Copy every line of the records below, shifting each coordinate in the answers up by 121 and leaving all other numbers unchanged.

[Entries taken from a collection]
-------------------------

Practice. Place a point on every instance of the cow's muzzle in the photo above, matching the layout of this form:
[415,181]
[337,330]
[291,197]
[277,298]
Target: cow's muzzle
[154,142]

-------------------------

## Answer below
Practice. Place a point on every instance of the cow's muzzle in the photo above, matching the layout of this form:
[415,181]
[337,330]
[291,197]
[277,298]
Target: cow's muzzle
[275,263]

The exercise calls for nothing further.